▸ **PROBLEM TO WORK ON**
Edit the material below so that every "Response" becomes "Result", leaving everything else unchanged, and omit the pictures from your answer.

▸ **DATA FOR THIS TASK**
----------

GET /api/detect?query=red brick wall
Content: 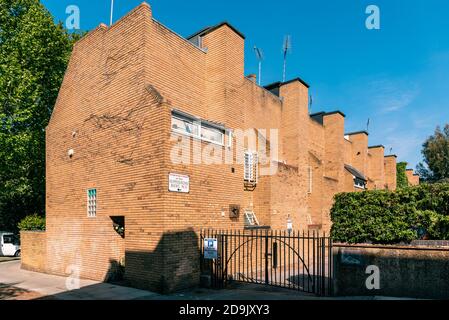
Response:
[29,4,404,292]
[20,231,47,272]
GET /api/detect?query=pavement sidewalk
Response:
[0,260,412,301]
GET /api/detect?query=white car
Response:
[0,231,20,257]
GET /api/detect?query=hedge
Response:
[19,214,45,231]
[331,183,449,244]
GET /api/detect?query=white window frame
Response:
[245,210,259,226]
[171,111,226,147]
[354,177,366,190]
[227,130,234,148]
[200,124,225,146]
[171,113,201,139]
[243,151,259,184]
[86,188,97,218]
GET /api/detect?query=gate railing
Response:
[200,230,332,295]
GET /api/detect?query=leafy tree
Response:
[0,0,79,231]
[416,124,449,182]
[396,162,408,189]
[18,214,45,231]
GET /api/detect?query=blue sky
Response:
[42,0,449,168]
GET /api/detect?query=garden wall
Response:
[333,244,449,299]
[20,231,47,272]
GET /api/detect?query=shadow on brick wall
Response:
[123,229,200,294]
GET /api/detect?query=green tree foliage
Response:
[331,183,449,244]
[19,214,45,231]
[0,0,79,231]
[416,124,449,182]
[396,162,408,189]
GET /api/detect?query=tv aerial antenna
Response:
[254,46,264,86]
[109,0,114,26]
[282,35,292,82]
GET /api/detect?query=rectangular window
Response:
[245,210,259,226]
[309,167,313,193]
[354,178,366,189]
[228,131,234,148]
[171,112,225,146]
[87,189,97,218]
[201,125,224,145]
[171,115,200,137]
[243,151,259,183]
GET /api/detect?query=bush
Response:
[19,214,45,231]
[331,183,449,244]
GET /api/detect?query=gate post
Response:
[265,231,269,285]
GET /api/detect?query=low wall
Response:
[20,231,47,272]
[333,244,449,299]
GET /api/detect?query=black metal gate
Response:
[200,230,332,296]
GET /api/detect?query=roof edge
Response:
[368,144,385,149]
[264,77,310,90]
[345,130,369,136]
[186,21,245,40]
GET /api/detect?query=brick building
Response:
[22,3,412,292]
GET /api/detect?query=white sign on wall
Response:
[204,238,218,260]
[168,173,190,193]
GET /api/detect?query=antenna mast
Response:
[282,35,292,82]
[109,0,114,26]
[254,46,263,86]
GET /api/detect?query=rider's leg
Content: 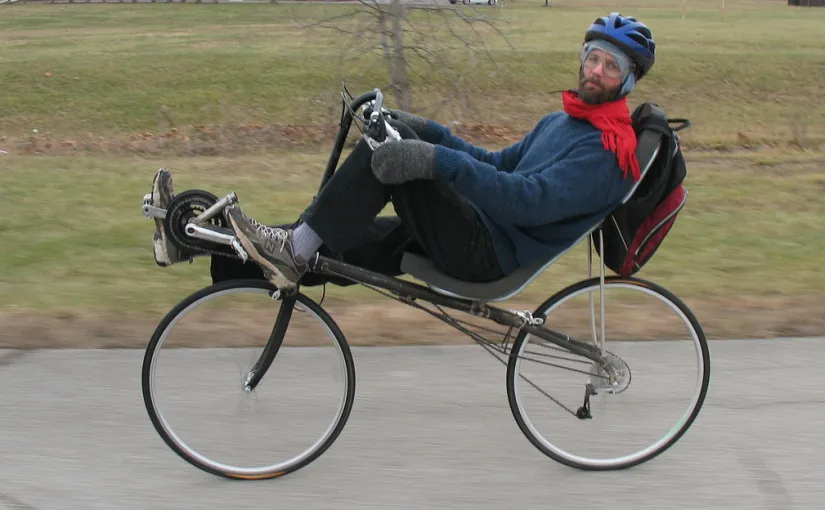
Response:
[227,124,502,287]
[392,180,504,282]
[226,140,392,287]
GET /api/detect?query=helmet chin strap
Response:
[616,71,636,99]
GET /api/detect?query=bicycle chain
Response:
[163,189,240,260]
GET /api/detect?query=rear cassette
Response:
[164,189,240,259]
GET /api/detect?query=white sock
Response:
[292,223,324,261]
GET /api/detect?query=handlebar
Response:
[342,88,401,150]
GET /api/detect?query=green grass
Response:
[0,0,825,326]
[0,148,825,313]
[0,0,825,145]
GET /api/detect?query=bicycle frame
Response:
[232,86,615,391]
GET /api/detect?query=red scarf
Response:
[562,90,641,181]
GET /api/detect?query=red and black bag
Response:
[592,102,690,276]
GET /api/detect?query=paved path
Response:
[0,339,825,510]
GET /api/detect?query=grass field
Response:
[0,0,825,347]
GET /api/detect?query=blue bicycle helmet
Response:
[584,12,656,79]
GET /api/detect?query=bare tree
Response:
[306,0,514,117]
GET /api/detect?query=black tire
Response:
[506,276,710,471]
[141,280,355,480]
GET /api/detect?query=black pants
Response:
[212,132,503,286]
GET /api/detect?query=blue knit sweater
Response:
[429,112,633,274]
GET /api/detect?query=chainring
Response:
[163,189,240,259]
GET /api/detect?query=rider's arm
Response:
[422,114,555,172]
[435,136,630,227]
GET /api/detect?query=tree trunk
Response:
[389,0,412,111]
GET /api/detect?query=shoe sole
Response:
[226,214,295,289]
[152,170,172,267]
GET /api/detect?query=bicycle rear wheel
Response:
[142,280,355,480]
[507,277,710,470]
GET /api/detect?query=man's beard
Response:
[579,69,619,104]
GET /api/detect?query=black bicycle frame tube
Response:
[244,90,377,391]
[310,255,604,363]
[318,90,377,191]
[244,293,297,391]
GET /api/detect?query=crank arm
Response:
[142,193,166,219]
[194,191,238,225]
[186,223,249,262]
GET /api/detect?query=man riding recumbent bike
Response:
[137,14,710,479]
[138,84,710,479]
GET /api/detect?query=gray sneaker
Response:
[226,204,308,289]
[152,168,187,267]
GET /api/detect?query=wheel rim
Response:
[513,282,706,468]
[149,287,351,478]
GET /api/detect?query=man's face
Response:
[579,48,622,104]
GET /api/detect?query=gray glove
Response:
[372,140,435,184]
[390,109,441,143]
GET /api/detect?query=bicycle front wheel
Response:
[507,277,710,470]
[142,280,355,480]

----------

▸ **SOLUTION TO THE PROBLEM**
GET /api/detect?query=red brick wall
Content: 
Result:
[29,4,404,292]
[20,231,47,272]
GET /api/detect?query=pavement sidewalk
Result:
[0,260,412,301]
GET /api/detect?query=white car
Result:
[0,231,20,257]
GET /api/detect?query=hedge
Result:
[19,214,45,231]
[331,183,449,244]
GET /api/detect?query=white window frame
Result:
[245,210,259,226]
[171,111,226,147]
[354,177,366,190]
[227,130,234,148]
[200,124,225,146]
[171,113,201,139]
[243,151,259,184]
[86,188,97,218]
GET /api/detect?query=gate railing
Result:
[200,230,332,295]
GET /api/detect?query=leafy tree
Result:
[0,0,79,231]
[416,124,449,182]
[396,162,408,189]
[18,214,45,231]
GET /api/detect?query=blue sky
Result:
[42,0,449,168]
GET /api/detect?query=garden wall
Result:
[333,244,449,299]
[20,231,47,272]
GET /api/detect?query=shadow on brick wall
Result:
[123,229,200,294]
GET /api/detect?query=green tree foliage
Result:
[331,183,449,244]
[19,214,45,231]
[0,0,79,231]
[416,124,449,182]
[396,162,408,189]
GET /api/detect?query=tv aerial antenna
Result:
[254,46,264,86]
[109,0,114,26]
[282,35,292,82]
GET /api/detect?query=rectangular window
Result:
[245,210,259,226]
[309,167,313,193]
[354,178,366,189]
[228,131,234,148]
[171,112,225,146]
[87,189,97,218]
[201,125,224,145]
[171,115,200,137]
[243,151,259,183]
GET /api/detect?query=bush
Result:
[19,214,45,231]
[331,183,449,244]
GET /api/detect?query=gate post
Result:
[265,231,269,285]
GET /api/detect?query=low wall
Result:
[20,231,47,272]
[333,244,449,299]
GET /api/detect?query=black metal gate
Result:
[200,230,332,296]
GET /api/detect?query=roof edge
Result:
[368,144,385,149]
[264,77,310,90]
[345,130,369,136]
[186,21,245,40]
GET /api/detect?query=brick building
Result:
[22,3,412,292]
GET /api/detect?query=white sign on wall
Result:
[204,238,218,260]
[168,173,190,193]
GET /api/detect?query=antenna mast
Result:
[282,35,292,82]
[109,0,114,26]
[254,46,263,86]
GET /api/detect?query=rider's leg
Content: 
Result:
[227,124,502,287]
[392,180,504,282]
[226,140,392,287]
GET /api/detect?query=helmet chin strap
Result:
[616,71,636,99]
GET /api/detect?query=bicycle chain
Result:
[163,189,240,260]
GET /api/detect?query=rear cassette
Result:
[164,189,240,259]
GET /api/detect?query=white sock
Result:
[292,223,324,261]
GET /api/detect?query=handlebar
Result:
[342,88,401,150]
GET /api/detect?query=green grass
Result:
[0,0,825,326]
[0,148,825,313]
[0,0,825,145]
GET /api/detect?query=bicycle frame
Result:
[232,86,615,391]
GET /api/detect?query=red scarf
Result:
[562,90,641,181]
GET /api/detect?query=red and black bag
Result:
[592,102,690,276]
GET /api/detect?query=paved path
Result:
[0,339,825,510]
GET /api/detect?query=grass field
Result:
[0,0,825,347]
GET /api/detect?query=blue bicycle helmet
Result:
[584,12,656,79]
GET /api/detect?query=bare tree
Result:
[306,0,514,117]
GET /api/detect?query=black tire
Result:
[506,276,710,471]
[141,280,355,480]
GET /api/detect?query=black pants
Result:
[212,132,503,286]
GET /api/detect?query=blue knit sweater
Result:
[429,112,633,274]
GET /api/detect?query=chainring
Result:
[163,189,240,259]
GET /api/detect?query=rider's arm
Result:
[422,114,555,172]
[435,136,630,227]
GET /api/detect?query=tree trunk
Result:
[389,0,412,111]
GET /api/detect?query=shoe sole
Result:
[226,214,295,289]
[152,170,172,267]
GET /api/detect?query=bicycle rear wheel
Result:
[142,280,355,480]
[507,277,710,470]
GET /api/detect?query=man's beard
Result:
[579,69,619,104]
GET /api/detect?query=black bicycle frame tube
Result:
[244,90,377,391]
[310,255,604,363]
[318,90,377,191]
[244,293,297,391]
GET /api/detect?query=crank arm
Result:
[142,193,166,219]
[194,191,238,225]
[186,223,249,262]
GET /api/detect?query=man riding recumbent bike
Result:
[137,14,710,479]
[138,84,710,479]
GET /api/detect?query=gray sneaker
Result:
[226,204,308,289]
[152,168,187,267]
GET /api/detect?query=wheel rim
Result:
[513,282,706,468]
[149,287,351,478]
GET /api/detect?query=man's face
Result:
[579,48,622,104]
GET /api/detect?query=gray glove
Result:
[372,140,435,184]
[390,109,441,143]
GET /api/detect?query=bicycle front wheel
Result:
[507,277,710,470]
[142,280,355,480]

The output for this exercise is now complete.